## Given records

BEGIN

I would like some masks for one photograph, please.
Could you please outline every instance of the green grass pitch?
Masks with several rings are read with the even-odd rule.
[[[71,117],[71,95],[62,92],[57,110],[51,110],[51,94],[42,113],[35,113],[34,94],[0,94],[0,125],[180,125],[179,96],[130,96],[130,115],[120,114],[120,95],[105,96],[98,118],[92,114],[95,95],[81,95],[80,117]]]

END
BEGIN

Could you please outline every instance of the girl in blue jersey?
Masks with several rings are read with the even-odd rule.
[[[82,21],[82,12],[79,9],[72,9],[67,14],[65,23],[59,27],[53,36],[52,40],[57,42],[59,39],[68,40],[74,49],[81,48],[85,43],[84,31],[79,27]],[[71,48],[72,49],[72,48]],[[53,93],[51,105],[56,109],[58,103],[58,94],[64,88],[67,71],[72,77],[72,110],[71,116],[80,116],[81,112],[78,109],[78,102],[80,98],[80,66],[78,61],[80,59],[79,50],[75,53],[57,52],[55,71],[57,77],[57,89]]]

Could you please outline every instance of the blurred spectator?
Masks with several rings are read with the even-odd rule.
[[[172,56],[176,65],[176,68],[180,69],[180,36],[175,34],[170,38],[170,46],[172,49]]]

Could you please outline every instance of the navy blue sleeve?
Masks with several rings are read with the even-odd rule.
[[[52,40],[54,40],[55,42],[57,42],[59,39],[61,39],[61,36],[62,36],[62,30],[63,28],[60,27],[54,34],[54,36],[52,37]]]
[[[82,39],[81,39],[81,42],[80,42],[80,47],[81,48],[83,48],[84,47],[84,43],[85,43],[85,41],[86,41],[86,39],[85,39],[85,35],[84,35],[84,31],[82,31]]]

END
BEGIN

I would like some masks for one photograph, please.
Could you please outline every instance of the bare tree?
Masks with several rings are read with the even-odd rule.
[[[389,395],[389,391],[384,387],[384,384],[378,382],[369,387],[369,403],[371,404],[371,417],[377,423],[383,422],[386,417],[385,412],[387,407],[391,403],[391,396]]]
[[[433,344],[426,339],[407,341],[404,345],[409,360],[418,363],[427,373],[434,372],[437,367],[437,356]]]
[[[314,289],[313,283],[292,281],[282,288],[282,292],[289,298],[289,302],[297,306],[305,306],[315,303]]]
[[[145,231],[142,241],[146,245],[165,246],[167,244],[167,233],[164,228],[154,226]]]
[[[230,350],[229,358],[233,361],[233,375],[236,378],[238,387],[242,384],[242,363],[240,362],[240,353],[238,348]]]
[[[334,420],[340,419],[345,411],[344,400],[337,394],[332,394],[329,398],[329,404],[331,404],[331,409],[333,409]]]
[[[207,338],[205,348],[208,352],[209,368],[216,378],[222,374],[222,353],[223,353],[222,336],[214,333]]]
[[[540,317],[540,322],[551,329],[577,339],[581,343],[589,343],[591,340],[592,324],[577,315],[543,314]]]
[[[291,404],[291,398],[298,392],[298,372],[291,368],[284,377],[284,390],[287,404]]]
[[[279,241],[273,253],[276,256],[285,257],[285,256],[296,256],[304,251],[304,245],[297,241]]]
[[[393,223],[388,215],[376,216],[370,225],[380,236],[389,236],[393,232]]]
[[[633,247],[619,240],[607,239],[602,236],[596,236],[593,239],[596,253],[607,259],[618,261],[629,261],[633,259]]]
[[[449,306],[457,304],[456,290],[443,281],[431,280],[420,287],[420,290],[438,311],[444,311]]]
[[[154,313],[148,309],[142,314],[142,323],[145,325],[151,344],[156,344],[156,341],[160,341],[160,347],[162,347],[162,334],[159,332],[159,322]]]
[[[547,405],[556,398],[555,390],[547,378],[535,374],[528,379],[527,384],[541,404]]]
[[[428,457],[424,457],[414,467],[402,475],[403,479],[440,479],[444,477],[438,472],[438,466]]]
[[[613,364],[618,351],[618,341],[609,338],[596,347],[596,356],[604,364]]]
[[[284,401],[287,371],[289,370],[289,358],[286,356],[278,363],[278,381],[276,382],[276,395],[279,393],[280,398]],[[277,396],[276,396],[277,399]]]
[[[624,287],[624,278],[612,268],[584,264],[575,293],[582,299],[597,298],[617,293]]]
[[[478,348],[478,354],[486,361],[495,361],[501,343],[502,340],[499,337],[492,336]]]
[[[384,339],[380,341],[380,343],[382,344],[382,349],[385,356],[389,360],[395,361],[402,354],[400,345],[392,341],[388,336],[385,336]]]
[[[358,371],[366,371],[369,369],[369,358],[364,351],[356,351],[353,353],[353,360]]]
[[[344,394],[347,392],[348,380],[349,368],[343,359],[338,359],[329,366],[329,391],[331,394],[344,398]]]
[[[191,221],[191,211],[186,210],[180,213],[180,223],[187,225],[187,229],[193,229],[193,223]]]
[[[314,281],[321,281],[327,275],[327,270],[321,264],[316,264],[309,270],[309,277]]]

END

## What the task asks
All lines of the records containing "every" should be shown.

## Result of this exercise
Could you please outline every instance of the green grass pitch?
Could you please outline every instance of the girl in blue jersey?
Could you please outline every instance of the blurred spectator?
Could you please outline every instance of the navy blue sleeve?
Could you please outline every instance of the bare tree?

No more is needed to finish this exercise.